(Task to complete):
Reproduce the part of the records below that opens with the line containing "of the ornate" and closes with the line containing "point(103, 157)", including both of those lines and keeping every line unchanged.

(Data section):
.....
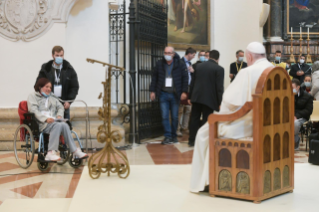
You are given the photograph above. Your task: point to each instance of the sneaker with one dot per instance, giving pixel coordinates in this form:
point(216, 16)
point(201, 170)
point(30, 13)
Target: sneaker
point(174, 140)
point(51, 156)
point(179, 133)
point(166, 141)
point(79, 154)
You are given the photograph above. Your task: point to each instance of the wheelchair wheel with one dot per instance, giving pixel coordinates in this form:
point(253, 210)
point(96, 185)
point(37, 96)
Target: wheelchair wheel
point(24, 149)
point(74, 162)
point(64, 154)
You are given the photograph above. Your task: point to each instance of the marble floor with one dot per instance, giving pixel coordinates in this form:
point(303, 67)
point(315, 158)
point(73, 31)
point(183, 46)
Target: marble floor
point(61, 181)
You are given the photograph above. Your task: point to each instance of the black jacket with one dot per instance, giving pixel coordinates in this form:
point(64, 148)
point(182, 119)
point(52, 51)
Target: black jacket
point(179, 74)
point(207, 86)
point(303, 105)
point(295, 68)
point(69, 79)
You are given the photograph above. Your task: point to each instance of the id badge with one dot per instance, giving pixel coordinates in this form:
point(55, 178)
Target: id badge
point(58, 90)
point(168, 82)
point(46, 113)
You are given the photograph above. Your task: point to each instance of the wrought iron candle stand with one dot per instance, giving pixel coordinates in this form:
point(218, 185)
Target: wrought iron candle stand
point(106, 135)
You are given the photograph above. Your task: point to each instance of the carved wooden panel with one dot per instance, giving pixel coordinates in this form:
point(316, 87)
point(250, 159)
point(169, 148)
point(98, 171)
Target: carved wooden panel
point(276, 111)
point(242, 160)
point(267, 112)
point(266, 149)
point(285, 110)
point(286, 176)
point(269, 85)
point(285, 149)
point(277, 82)
point(277, 179)
point(224, 180)
point(224, 158)
point(267, 182)
point(276, 145)
point(242, 183)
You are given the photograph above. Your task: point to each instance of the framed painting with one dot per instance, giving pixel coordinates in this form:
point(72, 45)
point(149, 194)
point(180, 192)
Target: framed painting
point(188, 24)
point(304, 14)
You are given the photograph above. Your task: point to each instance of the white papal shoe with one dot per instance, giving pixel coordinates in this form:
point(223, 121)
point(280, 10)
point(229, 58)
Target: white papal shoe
point(79, 154)
point(51, 156)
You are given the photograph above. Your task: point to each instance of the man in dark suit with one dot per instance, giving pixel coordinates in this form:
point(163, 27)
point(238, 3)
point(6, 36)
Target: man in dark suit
point(206, 92)
point(170, 85)
point(300, 69)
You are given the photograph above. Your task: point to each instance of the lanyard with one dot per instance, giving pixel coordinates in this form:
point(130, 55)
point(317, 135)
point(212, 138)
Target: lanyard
point(241, 65)
point(169, 71)
point(57, 79)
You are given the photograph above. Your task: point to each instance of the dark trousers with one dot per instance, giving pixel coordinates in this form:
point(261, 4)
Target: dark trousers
point(195, 123)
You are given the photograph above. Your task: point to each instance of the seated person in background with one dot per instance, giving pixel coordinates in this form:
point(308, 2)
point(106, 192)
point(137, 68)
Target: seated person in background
point(300, 69)
point(278, 61)
point(46, 107)
point(303, 108)
point(315, 81)
point(236, 66)
point(306, 85)
point(235, 96)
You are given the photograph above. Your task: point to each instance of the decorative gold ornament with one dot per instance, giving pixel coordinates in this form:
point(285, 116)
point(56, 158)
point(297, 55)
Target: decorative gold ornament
point(109, 152)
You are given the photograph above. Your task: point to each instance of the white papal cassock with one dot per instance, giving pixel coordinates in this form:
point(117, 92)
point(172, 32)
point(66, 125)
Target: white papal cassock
point(235, 96)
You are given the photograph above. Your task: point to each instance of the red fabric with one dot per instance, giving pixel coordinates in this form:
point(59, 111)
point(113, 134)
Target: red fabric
point(23, 108)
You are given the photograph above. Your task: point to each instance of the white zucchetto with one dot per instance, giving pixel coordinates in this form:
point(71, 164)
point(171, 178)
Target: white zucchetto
point(256, 48)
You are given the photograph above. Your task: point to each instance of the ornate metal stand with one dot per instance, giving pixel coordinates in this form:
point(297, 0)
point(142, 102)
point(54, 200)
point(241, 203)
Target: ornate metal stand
point(103, 157)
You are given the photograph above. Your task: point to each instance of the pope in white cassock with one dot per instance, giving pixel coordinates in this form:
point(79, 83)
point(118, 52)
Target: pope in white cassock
point(235, 96)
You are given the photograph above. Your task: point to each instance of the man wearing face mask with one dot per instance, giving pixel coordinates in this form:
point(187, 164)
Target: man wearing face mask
point(236, 66)
point(170, 85)
point(185, 107)
point(62, 76)
point(303, 108)
point(235, 96)
point(278, 61)
point(299, 70)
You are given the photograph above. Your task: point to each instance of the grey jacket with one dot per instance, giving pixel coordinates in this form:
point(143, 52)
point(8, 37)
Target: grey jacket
point(36, 104)
point(315, 85)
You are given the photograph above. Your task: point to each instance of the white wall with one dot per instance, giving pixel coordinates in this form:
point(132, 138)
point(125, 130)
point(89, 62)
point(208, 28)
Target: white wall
point(86, 35)
point(235, 23)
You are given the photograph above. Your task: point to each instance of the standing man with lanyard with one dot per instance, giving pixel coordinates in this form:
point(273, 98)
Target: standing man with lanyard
point(185, 107)
point(170, 85)
point(62, 76)
point(299, 70)
point(235, 67)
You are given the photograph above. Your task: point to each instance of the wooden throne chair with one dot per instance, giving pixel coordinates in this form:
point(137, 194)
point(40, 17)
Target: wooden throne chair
point(263, 166)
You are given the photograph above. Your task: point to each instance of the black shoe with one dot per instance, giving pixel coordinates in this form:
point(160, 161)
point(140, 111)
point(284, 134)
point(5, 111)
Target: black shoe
point(174, 140)
point(167, 141)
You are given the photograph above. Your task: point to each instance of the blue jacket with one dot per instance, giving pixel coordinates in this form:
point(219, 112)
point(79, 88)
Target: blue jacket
point(179, 74)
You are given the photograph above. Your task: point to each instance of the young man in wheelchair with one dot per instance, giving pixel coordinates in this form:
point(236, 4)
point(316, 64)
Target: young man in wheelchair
point(46, 108)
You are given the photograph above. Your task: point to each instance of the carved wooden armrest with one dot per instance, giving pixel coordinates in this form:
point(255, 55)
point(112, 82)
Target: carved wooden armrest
point(214, 118)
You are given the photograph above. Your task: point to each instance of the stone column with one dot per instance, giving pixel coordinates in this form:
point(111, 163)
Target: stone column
point(275, 21)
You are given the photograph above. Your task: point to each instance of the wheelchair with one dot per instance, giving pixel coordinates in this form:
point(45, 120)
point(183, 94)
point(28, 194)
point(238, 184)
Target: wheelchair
point(24, 145)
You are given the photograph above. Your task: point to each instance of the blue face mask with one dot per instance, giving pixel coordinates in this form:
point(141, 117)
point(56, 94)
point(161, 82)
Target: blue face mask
point(202, 58)
point(168, 57)
point(45, 95)
point(58, 60)
point(308, 84)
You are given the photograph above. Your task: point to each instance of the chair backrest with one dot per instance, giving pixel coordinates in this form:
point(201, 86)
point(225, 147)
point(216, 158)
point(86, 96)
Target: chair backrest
point(315, 113)
point(273, 119)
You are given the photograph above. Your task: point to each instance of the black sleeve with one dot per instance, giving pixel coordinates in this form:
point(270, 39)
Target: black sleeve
point(293, 71)
point(184, 78)
point(306, 111)
point(73, 86)
point(220, 85)
point(154, 78)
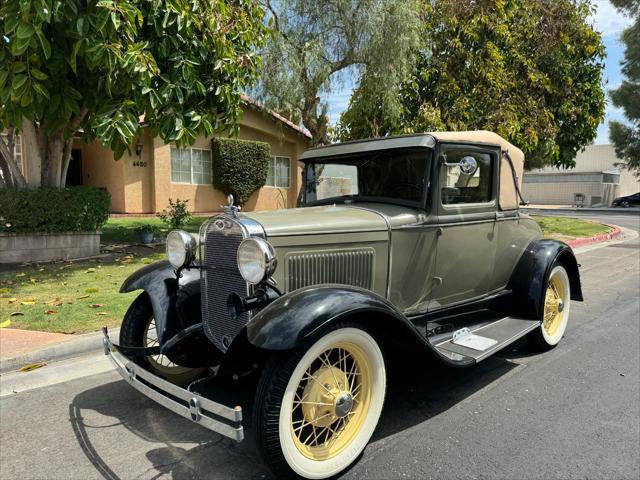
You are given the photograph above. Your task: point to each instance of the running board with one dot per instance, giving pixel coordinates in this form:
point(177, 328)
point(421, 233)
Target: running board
point(486, 339)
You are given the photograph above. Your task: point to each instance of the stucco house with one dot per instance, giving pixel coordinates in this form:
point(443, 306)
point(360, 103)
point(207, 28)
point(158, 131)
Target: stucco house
point(596, 175)
point(143, 181)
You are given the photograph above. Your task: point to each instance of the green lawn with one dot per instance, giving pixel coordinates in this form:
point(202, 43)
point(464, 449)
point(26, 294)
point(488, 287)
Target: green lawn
point(82, 296)
point(69, 297)
point(568, 228)
point(123, 229)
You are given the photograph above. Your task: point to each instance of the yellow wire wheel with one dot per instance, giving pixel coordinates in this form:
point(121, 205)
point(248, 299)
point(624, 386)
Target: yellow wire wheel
point(556, 306)
point(332, 403)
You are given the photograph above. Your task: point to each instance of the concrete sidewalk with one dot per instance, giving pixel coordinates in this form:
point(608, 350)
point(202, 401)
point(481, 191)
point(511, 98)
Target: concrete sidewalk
point(23, 347)
point(569, 208)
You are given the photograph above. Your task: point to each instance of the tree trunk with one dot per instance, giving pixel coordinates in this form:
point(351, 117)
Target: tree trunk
point(14, 177)
point(66, 158)
point(6, 179)
point(52, 164)
point(35, 143)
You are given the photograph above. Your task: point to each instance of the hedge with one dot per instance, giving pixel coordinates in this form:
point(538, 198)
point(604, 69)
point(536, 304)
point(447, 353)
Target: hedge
point(50, 209)
point(240, 167)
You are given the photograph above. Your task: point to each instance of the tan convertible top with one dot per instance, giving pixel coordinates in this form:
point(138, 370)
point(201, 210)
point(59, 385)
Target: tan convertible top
point(508, 197)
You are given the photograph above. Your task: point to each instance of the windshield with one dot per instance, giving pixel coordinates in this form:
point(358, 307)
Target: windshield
point(398, 176)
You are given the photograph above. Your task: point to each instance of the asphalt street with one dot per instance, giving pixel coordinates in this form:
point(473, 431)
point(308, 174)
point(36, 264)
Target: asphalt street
point(573, 412)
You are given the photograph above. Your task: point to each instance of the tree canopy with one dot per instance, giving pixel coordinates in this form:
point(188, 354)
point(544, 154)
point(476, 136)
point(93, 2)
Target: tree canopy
point(530, 70)
point(314, 42)
point(626, 137)
point(94, 67)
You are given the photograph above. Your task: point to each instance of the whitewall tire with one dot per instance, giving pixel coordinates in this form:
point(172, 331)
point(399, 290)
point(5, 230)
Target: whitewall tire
point(319, 405)
point(556, 308)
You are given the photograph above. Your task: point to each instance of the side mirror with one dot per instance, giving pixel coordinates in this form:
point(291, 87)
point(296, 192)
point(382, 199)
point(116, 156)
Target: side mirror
point(468, 165)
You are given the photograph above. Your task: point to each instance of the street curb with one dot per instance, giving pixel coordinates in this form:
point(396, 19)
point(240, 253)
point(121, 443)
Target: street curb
point(578, 242)
point(87, 343)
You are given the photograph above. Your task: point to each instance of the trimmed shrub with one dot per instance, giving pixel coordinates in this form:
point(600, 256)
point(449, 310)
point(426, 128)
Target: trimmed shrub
point(240, 167)
point(50, 209)
point(176, 214)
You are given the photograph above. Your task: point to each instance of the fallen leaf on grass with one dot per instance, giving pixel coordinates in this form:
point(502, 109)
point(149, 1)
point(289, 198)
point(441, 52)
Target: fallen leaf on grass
point(32, 366)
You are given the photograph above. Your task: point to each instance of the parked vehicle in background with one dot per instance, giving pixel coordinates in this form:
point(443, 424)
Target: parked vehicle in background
point(628, 201)
point(415, 241)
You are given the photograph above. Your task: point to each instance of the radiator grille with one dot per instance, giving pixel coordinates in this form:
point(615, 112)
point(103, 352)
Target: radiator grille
point(347, 267)
point(221, 277)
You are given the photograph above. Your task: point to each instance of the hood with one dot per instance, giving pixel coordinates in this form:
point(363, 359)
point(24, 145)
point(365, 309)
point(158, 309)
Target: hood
point(318, 220)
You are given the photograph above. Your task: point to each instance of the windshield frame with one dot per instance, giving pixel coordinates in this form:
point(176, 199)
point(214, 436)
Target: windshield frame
point(346, 199)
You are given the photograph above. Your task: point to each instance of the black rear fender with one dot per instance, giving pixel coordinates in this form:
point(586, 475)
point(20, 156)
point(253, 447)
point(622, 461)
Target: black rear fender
point(165, 292)
point(531, 276)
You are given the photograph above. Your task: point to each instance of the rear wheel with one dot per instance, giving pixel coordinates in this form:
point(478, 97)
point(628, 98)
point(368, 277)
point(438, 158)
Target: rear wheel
point(557, 303)
point(317, 406)
point(139, 330)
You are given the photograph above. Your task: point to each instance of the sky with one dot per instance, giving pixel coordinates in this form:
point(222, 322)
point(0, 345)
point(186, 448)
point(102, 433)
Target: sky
point(606, 20)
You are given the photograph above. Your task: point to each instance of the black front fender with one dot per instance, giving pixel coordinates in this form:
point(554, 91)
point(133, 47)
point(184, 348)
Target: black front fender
point(531, 275)
point(295, 317)
point(159, 281)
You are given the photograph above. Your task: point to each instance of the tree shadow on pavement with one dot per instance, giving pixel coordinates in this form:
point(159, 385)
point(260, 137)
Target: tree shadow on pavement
point(418, 389)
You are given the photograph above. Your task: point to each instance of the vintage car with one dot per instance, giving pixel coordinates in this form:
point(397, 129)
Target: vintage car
point(414, 241)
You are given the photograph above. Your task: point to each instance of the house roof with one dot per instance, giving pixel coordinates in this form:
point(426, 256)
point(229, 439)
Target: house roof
point(260, 107)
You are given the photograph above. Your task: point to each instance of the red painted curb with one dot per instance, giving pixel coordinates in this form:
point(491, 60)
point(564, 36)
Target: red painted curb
point(578, 242)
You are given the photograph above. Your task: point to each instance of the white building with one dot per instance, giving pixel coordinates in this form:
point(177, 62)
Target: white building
point(595, 176)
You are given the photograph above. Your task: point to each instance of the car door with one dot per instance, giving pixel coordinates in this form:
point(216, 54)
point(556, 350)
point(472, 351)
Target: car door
point(466, 242)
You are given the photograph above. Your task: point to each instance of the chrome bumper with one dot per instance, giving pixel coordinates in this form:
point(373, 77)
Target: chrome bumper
point(188, 404)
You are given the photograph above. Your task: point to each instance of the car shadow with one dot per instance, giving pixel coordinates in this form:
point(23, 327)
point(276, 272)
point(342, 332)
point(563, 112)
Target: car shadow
point(418, 389)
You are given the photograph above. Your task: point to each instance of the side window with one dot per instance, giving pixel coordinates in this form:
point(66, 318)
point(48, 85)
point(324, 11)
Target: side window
point(458, 186)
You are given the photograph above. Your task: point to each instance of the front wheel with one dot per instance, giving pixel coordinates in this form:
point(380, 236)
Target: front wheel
point(557, 303)
point(317, 406)
point(139, 330)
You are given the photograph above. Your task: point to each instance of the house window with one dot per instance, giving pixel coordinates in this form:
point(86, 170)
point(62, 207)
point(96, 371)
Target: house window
point(17, 149)
point(279, 172)
point(191, 165)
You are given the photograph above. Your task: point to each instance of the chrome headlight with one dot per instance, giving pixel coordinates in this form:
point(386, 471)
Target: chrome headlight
point(256, 260)
point(181, 248)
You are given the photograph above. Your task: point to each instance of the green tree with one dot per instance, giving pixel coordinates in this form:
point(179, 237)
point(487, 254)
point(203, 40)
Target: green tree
point(94, 67)
point(315, 42)
point(626, 137)
point(530, 70)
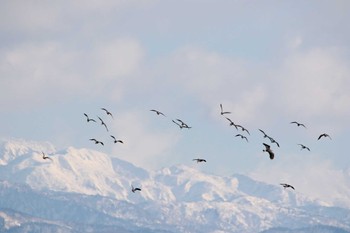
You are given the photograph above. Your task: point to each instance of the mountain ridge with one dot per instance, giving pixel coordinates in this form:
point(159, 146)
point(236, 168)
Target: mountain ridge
point(177, 197)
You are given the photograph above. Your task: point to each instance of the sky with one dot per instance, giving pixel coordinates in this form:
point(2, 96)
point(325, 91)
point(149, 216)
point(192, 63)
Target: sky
point(267, 62)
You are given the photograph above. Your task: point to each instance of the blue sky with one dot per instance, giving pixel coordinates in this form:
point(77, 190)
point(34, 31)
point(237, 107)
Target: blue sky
point(268, 62)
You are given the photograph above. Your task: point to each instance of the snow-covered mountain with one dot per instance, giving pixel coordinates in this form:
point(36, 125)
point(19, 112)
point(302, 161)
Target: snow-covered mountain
point(83, 190)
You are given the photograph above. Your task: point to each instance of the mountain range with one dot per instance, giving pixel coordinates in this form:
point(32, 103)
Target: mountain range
point(83, 190)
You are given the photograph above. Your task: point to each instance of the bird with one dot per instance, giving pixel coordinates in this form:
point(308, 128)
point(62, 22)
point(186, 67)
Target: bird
point(304, 147)
point(265, 135)
point(287, 186)
point(107, 112)
point(157, 112)
point(183, 124)
point(273, 141)
point(200, 160)
point(102, 123)
point(324, 135)
point(268, 150)
point(135, 189)
point(96, 141)
point(232, 123)
point(88, 119)
point(178, 124)
point(115, 140)
point(242, 136)
point(243, 129)
point(298, 124)
point(222, 111)
point(46, 157)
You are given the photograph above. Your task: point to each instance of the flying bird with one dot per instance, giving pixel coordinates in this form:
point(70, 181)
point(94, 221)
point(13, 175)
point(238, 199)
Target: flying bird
point(102, 123)
point(178, 124)
point(222, 111)
point(96, 141)
point(135, 189)
point(298, 124)
point(324, 135)
point(107, 112)
point(200, 160)
point(88, 119)
point(115, 140)
point(183, 124)
point(242, 136)
point(304, 147)
point(46, 157)
point(232, 123)
point(157, 112)
point(243, 129)
point(268, 150)
point(273, 141)
point(287, 186)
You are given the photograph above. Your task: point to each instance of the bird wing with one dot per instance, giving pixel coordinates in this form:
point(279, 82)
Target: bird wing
point(266, 146)
point(262, 131)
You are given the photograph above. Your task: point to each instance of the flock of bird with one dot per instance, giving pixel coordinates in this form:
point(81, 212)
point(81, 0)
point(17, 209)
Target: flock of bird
point(182, 125)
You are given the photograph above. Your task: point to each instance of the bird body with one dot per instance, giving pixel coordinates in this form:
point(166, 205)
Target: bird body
point(133, 189)
point(200, 160)
point(268, 150)
point(324, 135)
point(157, 112)
point(287, 186)
point(242, 136)
point(96, 141)
point(298, 124)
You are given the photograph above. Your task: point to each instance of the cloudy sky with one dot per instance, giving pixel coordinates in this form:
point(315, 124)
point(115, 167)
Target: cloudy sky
point(267, 62)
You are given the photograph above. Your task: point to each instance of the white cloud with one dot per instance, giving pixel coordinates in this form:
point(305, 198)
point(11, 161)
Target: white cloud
point(143, 145)
point(42, 73)
point(314, 82)
point(310, 175)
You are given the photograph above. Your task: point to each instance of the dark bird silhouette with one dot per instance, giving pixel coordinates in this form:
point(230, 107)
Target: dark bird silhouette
point(298, 124)
point(135, 189)
point(178, 124)
point(96, 141)
point(183, 124)
point(115, 140)
point(242, 136)
point(88, 119)
point(232, 123)
point(265, 135)
point(46, 157)
point(287, 186)
point(102, 123)
point(243, 129)
point(324, 135)
point(200, 160)
point(157, 112)
point(273, 141)
point(304, 147)
point(268, 150)
point(222, 111)
point(107, 112)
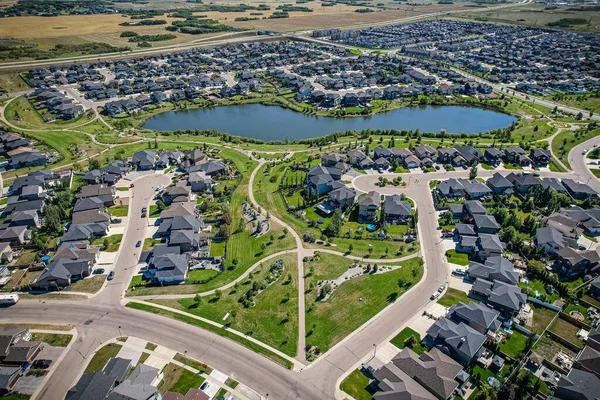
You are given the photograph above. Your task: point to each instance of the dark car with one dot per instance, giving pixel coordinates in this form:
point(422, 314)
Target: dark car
point(41, 364)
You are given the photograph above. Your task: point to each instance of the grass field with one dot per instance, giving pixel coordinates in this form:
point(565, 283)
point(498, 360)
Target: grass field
point(88, 285)
point(454, 296)
point(102, 356)
point(119, 211)
point(536, 15)
point(53, 339)
point(514, 345)
point(457, 258)
point(354, 302)
point(178, 379)
point(219, 331)
point(114, 241)
point(357, 385)
point(399, 339)
point(273, 320)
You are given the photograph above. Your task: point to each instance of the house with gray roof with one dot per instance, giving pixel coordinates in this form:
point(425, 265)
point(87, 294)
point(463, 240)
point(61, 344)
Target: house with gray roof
point(504, 297)
point(368, 207)
point(495, 268)
point(433, 371)
point(342, 198)
point(395, 209)
point(144, 160)
point(500, 185)
point(458, 340)
point(574, 262)
point(199, 181)
point(579, 191)
point(486, 224)
point(476, 315)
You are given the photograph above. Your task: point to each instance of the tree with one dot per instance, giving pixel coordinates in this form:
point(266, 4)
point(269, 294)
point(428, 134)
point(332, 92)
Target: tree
point(473, 172)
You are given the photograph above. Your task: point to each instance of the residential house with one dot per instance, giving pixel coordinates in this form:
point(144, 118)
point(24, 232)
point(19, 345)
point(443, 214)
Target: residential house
point(540, 157)
point(368, 207)
point(144, 160)
point(458, 340)
point(396, 210)
point(342, 198)
point(500, 185)
point(476, 316)
point(432, 375)
point(494, 268)
point(199, 182)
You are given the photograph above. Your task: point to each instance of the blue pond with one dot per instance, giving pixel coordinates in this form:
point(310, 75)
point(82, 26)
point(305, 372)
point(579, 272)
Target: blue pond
point(275, 123)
.....
(Finished answer):
You are given the photograph above. Your task: point to each instance of the ornate metal stand with one dot per instance, giving pixel coordinates in this form:
point(297, 0)
point(142, 102)
point(54, 200)
point(241, 203)
Target: ornate metal stand
point(103, 157)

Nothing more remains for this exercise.